◆ **Problems and tasks**
1. Answer these questions using the depression-prediction abstract:
(a) What kind of machine learning approach was the work aimed at developing?
(b) How many patients were randomly selected?
(c) How many brain regions supplied the MRI features?
2. According to the depression-prediction abstract, why would accurately predicting the development and course of depression be valuable? Answer in one to three sentences.
3. Resume the depression-prediction abstract, picking up right after its final sentence.

Abstracts

Rationale: Depression is common in people with epilepsy and affects seizure outcomes. Accurate prediction of its development and course may mitigate adverse outcomes through early treatment and prevention. The aim of this work was to develop a multimodal machine learning approach for predicting depression in adults with epilepsy.

Methods: We randomly selected 200 patients from the Calgary Comprehensive Epilepsy Program registry and linked their baseline clinical data to their first available EEG and MRI acquired during routine clinical care. Two analyses were performed: (1) predicting a combination of incident and prevalent depression that was persistent across all follow-up visits and (2) predicting incident depression following the baseline clinic visit in those free of it at the first visit. We applied the ReliefF feature selection algorithm on clinical, EEG (empirical Shannon entropy, excessive entropy rate, and entropy of the surrogate Markov microstate model), and MRI (volume, area, and median ADC values from 27 brain regions) features. Seven machine learning algorithms (Table 1) were trained and tested using a stratified k-fold cross-validation. F1 score (F1), Matthew’s correlation coefficient (MCC), Area Under the Receiver Operating Characteristic Curve (ROC AUC), sensitivity, and specificity were reported.

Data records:
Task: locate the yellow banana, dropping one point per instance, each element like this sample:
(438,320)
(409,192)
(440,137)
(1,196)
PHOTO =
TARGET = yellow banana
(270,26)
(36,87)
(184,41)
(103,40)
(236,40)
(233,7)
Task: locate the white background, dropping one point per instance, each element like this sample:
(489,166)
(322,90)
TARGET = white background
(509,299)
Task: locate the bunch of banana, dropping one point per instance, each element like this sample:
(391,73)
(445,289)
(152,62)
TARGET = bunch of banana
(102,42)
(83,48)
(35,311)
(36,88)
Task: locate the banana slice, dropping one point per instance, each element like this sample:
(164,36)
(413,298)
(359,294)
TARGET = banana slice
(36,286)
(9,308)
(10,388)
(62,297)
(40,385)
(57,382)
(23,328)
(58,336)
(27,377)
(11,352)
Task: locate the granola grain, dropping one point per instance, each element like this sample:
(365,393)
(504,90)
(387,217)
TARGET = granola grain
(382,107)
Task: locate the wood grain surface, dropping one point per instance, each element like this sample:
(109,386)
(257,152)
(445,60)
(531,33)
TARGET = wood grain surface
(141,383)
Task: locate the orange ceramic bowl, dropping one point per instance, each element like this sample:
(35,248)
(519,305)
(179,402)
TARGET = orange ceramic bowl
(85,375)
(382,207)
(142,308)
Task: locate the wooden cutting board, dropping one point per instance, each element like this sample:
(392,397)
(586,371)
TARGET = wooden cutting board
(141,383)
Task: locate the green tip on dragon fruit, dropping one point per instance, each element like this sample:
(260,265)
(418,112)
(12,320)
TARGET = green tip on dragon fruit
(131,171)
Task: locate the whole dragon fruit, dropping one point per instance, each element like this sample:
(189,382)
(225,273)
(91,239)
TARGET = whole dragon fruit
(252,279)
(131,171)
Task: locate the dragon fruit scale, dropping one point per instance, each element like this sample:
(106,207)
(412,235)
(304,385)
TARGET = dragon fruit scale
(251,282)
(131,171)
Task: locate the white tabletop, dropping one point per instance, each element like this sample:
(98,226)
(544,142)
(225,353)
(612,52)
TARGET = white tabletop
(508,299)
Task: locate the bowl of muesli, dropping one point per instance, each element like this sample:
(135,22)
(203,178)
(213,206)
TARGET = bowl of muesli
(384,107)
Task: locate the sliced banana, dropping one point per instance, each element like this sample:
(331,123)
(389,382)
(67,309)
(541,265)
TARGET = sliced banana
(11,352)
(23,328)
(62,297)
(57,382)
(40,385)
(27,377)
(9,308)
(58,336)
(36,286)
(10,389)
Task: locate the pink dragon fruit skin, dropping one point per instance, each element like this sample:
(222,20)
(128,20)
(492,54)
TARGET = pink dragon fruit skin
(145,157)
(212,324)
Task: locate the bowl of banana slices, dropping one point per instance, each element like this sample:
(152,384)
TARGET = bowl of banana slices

◆ **Task-by-task results**
1.
(a) A multimodal machine learning approach for predicting depression in adults with epilepsy.
(b) 200 patients.
(c) 27 brain regions.

2. Depression is common in people with epilepsy and affects seizure outcomes. Accurately predicting its development and course may mitigate adverse outcomes through early treatment and prevention.

3.
Results: Of 200 patients, 150 (75%) had EEG and MRI data of sufficient quality for adequate feature extraction. Median age was 36 (interquartile range [IQR] 23) years, 50% were female, 14% were 1-year seizure-free, and 21% had depression at baseline. Median total visits were 4 (IQR 3) and median follow-up 2.6 (IQR 1.7) years. Of those free of it at baseline, 27 (18%) developed incident depression during follow-up. Using the ReliefF algorithm, a total of 46 and 32 features were selected for each of the planned analyses (Table 2). No quantitative MRI or EEG variables were selected for the final models following inclusion in the ReliefF algorithm. Random Forest, L2 Penalized Logistic Regression, Gradient Boosting Consensus, and Support Vector Classification performed well (F1: 0.70-0.75; MCC: 0.39-0.48; Table 1) for predicting persistent depression. Model performance was less reliable when predicting incident depression (F1: 0.71-0.75; MCC: 0.05-0.09; Table 1).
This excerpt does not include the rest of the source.